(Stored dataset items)
==================================================

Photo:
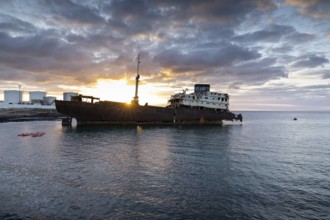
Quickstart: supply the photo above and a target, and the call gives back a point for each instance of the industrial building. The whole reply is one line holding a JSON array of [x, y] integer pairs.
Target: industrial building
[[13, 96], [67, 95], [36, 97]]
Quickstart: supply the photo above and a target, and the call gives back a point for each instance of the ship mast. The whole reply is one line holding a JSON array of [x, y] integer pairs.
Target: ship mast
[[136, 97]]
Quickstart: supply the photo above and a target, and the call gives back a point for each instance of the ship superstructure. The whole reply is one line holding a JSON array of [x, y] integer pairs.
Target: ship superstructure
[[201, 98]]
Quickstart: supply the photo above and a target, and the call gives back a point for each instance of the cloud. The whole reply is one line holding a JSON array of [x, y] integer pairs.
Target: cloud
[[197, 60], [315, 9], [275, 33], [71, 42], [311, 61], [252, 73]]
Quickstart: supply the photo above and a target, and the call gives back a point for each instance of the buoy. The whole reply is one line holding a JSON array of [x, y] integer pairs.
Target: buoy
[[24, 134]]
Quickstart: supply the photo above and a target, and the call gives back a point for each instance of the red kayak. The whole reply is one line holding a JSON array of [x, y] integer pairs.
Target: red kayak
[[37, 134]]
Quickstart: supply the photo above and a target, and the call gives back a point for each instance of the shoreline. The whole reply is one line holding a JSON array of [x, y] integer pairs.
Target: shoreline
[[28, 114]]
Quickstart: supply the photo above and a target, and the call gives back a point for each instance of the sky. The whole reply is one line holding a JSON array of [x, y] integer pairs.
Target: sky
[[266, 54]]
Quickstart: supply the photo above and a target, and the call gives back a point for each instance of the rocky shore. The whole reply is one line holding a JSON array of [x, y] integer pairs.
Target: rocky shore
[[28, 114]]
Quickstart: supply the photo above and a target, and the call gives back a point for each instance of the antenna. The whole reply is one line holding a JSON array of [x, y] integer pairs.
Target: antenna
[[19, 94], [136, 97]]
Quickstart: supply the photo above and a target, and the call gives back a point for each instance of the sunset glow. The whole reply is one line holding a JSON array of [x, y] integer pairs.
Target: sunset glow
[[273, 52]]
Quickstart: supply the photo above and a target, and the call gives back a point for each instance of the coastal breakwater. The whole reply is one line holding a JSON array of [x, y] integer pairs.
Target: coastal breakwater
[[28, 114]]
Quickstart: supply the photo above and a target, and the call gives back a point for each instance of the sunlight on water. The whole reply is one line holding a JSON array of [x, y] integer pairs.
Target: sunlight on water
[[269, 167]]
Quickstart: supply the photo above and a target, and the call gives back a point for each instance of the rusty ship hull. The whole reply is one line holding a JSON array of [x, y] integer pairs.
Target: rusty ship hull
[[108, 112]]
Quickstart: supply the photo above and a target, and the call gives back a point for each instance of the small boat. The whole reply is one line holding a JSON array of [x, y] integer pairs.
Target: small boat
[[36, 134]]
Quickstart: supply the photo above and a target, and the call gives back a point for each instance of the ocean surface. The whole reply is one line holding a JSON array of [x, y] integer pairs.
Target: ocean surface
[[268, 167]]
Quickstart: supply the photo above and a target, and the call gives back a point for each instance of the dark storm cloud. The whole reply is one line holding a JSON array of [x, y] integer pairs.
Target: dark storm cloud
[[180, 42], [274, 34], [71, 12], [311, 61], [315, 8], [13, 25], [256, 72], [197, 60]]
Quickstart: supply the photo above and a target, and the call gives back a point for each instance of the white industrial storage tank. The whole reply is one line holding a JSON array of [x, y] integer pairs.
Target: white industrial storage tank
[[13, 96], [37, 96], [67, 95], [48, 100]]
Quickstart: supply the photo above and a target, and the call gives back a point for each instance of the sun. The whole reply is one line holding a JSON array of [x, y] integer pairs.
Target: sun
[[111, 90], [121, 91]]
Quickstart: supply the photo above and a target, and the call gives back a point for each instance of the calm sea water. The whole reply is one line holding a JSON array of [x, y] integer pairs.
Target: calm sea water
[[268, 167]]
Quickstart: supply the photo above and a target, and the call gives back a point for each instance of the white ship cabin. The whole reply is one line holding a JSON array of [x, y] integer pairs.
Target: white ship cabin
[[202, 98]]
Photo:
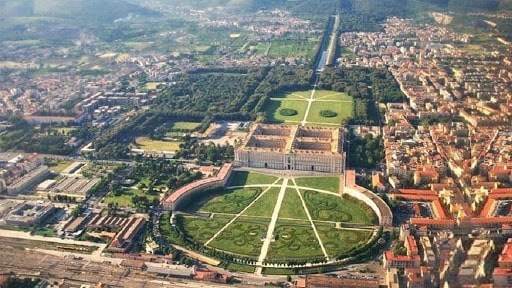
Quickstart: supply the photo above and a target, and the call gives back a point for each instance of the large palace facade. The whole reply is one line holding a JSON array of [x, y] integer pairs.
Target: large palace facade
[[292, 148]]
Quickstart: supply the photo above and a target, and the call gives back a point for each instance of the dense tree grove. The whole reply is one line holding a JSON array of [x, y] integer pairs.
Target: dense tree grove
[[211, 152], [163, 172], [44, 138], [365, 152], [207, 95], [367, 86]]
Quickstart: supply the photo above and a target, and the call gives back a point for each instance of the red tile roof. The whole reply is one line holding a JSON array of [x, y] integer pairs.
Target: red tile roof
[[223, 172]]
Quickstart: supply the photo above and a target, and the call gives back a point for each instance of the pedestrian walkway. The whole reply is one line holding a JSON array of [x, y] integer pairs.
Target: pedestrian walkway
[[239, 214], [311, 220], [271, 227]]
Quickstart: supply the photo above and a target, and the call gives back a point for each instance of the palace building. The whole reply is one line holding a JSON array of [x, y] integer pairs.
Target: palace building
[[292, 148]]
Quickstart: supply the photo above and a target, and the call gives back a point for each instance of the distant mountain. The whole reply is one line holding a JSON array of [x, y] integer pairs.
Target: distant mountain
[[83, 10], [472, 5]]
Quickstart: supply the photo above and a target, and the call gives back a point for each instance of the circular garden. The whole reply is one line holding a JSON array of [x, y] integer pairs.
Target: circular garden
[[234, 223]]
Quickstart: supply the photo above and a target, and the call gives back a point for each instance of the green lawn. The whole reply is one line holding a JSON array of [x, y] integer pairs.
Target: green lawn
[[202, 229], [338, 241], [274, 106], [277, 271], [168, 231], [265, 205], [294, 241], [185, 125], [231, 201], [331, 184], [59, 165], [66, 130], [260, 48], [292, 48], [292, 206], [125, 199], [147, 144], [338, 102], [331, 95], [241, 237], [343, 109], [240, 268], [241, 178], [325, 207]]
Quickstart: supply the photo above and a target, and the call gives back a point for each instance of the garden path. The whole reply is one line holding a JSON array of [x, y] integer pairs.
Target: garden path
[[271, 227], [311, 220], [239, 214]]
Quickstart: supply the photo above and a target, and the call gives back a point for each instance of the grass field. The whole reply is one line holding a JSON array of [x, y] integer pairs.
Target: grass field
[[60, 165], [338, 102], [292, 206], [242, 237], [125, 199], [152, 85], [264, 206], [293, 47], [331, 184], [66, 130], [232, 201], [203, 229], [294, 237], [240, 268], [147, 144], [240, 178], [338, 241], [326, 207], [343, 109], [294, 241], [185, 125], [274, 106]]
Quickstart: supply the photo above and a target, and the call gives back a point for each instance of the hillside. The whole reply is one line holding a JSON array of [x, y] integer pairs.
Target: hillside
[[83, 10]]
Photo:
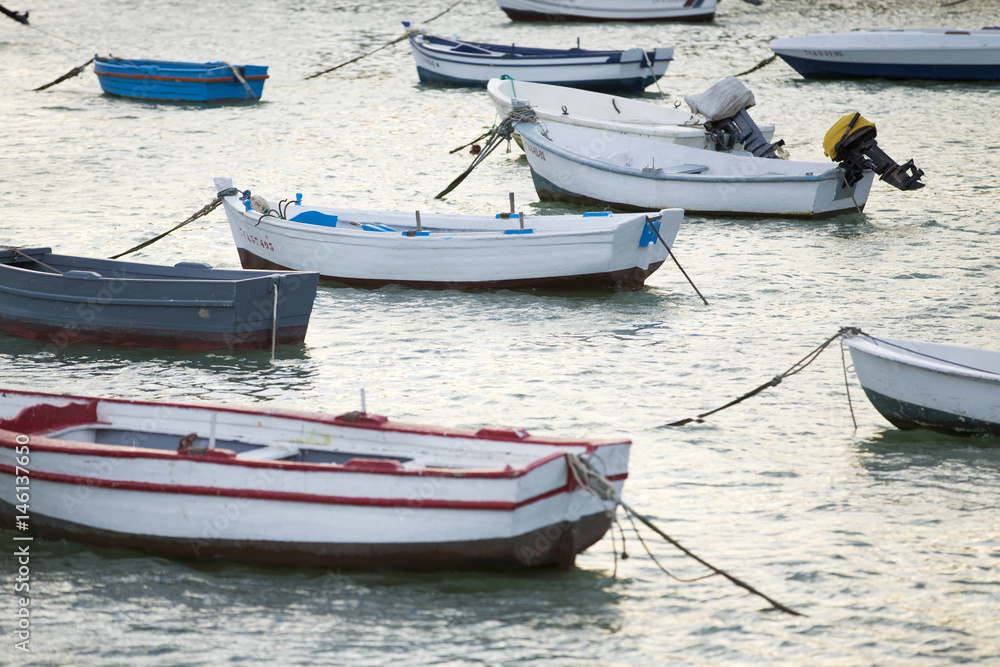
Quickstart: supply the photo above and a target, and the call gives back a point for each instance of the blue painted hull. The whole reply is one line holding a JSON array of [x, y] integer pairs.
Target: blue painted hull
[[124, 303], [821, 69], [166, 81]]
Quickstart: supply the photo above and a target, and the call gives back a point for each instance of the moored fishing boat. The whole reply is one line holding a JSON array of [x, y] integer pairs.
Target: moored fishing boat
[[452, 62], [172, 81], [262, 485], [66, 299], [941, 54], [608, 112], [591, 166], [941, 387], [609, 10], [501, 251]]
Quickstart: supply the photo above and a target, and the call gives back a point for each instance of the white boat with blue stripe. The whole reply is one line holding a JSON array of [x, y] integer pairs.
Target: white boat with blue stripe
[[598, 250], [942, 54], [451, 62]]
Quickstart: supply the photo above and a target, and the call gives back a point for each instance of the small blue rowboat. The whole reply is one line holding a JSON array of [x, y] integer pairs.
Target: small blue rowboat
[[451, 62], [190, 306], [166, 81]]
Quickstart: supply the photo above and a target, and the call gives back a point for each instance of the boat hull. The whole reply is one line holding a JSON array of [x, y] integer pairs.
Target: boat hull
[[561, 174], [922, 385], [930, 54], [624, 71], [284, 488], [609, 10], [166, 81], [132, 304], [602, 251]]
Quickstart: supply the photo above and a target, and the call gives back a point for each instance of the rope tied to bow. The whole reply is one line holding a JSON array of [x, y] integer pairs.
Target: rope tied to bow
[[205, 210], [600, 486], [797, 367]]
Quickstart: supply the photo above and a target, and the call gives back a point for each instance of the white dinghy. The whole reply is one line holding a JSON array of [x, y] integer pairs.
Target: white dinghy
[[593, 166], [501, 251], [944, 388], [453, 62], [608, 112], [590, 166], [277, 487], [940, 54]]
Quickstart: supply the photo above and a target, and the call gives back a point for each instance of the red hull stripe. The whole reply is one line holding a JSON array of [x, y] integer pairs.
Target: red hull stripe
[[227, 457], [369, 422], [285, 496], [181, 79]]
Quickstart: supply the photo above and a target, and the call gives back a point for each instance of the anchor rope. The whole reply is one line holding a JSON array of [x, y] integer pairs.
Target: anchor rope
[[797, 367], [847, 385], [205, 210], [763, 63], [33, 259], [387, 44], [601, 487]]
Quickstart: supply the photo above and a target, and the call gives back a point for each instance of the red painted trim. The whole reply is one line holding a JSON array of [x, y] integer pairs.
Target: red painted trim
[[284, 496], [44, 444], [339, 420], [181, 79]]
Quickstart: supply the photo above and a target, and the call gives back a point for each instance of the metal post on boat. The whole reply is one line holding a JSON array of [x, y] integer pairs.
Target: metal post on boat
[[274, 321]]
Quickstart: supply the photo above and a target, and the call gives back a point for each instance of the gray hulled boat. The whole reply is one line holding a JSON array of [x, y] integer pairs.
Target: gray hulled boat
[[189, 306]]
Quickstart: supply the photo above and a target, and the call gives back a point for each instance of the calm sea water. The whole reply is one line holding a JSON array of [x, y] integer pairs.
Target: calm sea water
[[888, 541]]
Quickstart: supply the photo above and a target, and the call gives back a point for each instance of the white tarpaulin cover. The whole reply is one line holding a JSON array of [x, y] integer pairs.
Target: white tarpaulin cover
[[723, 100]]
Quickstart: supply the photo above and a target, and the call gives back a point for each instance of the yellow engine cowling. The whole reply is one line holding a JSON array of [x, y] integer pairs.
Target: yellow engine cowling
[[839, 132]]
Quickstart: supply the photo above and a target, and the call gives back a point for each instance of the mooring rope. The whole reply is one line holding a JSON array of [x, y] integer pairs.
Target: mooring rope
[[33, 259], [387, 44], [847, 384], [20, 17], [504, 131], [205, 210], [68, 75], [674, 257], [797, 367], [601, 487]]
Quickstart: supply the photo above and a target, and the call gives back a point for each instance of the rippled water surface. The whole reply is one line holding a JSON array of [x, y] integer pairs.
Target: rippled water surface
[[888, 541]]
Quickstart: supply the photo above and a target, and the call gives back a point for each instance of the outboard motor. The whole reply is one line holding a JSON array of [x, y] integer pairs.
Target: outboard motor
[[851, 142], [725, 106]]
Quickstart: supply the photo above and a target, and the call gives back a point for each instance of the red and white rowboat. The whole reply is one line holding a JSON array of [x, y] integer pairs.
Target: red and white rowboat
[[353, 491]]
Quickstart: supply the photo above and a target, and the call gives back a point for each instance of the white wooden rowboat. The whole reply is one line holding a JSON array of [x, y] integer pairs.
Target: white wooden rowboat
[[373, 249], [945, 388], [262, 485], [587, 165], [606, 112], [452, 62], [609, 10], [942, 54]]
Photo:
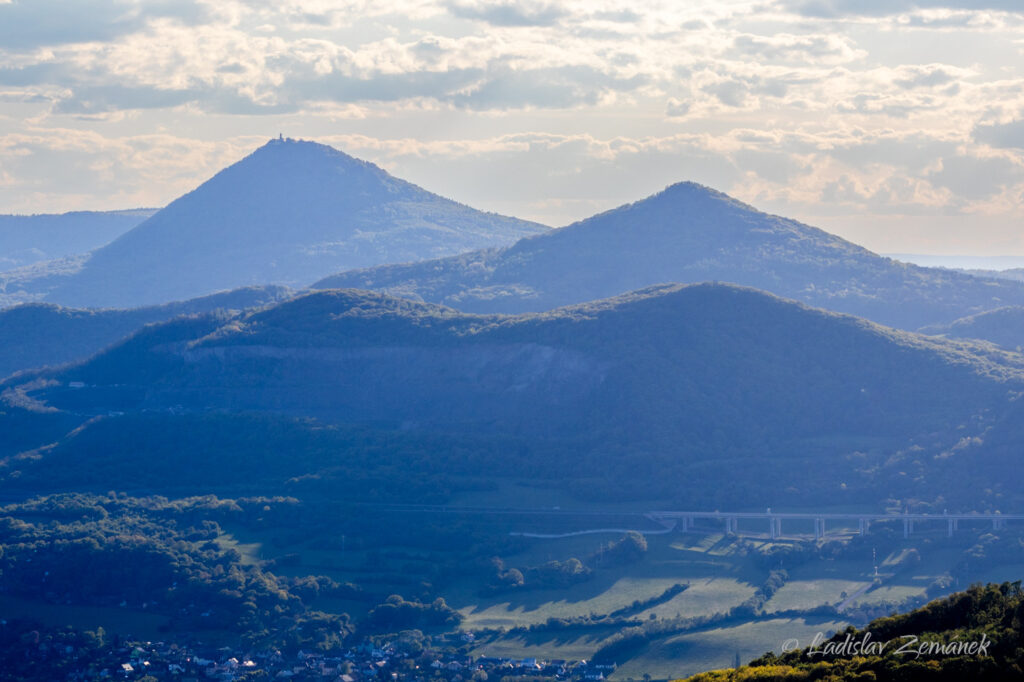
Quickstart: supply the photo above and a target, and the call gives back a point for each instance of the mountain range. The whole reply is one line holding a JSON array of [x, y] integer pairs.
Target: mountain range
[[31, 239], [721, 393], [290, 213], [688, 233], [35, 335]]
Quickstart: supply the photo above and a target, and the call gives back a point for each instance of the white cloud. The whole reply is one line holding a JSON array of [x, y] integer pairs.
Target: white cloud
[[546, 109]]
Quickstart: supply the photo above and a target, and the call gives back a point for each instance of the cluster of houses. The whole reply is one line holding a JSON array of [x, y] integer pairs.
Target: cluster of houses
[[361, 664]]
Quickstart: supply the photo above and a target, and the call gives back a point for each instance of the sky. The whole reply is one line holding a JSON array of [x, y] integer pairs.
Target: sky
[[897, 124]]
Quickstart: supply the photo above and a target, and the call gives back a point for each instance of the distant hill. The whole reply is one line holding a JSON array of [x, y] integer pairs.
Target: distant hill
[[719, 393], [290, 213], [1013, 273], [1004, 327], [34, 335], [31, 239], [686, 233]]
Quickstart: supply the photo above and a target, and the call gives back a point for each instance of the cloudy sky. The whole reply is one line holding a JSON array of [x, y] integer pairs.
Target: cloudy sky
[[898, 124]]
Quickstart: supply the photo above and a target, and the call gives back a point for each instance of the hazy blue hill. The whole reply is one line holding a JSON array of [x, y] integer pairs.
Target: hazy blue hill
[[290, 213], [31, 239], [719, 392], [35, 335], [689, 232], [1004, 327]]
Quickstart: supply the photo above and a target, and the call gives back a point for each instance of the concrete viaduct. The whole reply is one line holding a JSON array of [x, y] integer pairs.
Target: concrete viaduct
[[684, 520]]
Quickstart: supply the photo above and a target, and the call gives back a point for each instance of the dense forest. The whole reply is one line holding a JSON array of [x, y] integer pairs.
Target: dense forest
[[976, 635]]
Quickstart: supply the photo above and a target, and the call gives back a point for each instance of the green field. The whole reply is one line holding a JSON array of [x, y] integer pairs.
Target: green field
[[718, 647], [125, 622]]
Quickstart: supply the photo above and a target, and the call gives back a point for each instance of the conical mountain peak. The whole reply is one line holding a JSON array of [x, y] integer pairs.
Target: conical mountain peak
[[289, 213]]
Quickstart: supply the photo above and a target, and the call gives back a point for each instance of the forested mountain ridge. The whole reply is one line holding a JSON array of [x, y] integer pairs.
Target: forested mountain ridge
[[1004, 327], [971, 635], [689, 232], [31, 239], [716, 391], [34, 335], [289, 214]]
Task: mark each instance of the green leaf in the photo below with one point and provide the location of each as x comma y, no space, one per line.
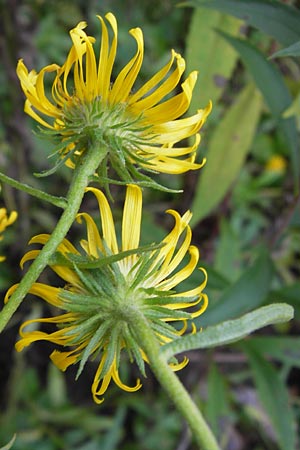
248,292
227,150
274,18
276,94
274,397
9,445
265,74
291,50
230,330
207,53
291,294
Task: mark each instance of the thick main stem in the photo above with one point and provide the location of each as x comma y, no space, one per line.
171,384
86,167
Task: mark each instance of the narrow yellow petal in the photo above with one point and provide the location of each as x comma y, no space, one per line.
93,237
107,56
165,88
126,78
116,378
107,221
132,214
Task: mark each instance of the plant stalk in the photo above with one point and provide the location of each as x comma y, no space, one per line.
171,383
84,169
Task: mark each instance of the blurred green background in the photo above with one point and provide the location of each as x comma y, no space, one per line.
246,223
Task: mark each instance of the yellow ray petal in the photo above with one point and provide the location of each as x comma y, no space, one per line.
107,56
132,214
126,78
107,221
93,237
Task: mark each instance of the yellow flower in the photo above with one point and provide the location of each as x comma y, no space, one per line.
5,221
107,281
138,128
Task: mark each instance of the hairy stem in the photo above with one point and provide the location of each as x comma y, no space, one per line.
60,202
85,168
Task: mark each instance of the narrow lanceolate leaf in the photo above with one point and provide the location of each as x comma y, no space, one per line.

==================================================

Each line between the one holding "of the sun." and the one holding "the red tile", inclusive, should be copied exactly as it appears above, and pictures should be omitted.

Quickstart: supply the photo above and a target, and the call gives back a point for each instance of the sun. The whole reply is one line holding a JSON array of [x, y] integer pairs.
Target: sun
[[111, 90], [121, 91]]
Quickstart: supply the photo above and a target, and the call gives back a point for each instance of the calm sea water. The whole reply is one line holding a JSON array of [x, y] integer pairs.
Target: calm sea water
[[268, 167]]
Quickstart: supply the photo above and a target, and the call gives back a point for each instance of the white ship cabin. The whole reply is one line holding a JSON array of [x, y] integer pairs.
Target: white ship cabin
[[202, 98]]
Photo:
Quickstart: supply the photo above and a target, and the call gives back a point for each instance of the large palace facade. The whole reply is one line holding a JSON array of [x, y] integer pairs.
Target: large palace facade
[[292, 148]]
Quickstart: supply the photo above and a target, and the call gives back a point for each instance of the dense tree grove. The whole reply is one line holding a JSON array of [x, y] integer pairs.
Target: dense tree grove
[[211, 152], [163, 172], [44, 138], [365, 152], [207, 95], [367, 86]]
Quickstart: supply the photo above and a target, and the call gives back a point for each instance of the red tile roof. The whole reply is one line holding a JSON array of [x, y] integer pairs.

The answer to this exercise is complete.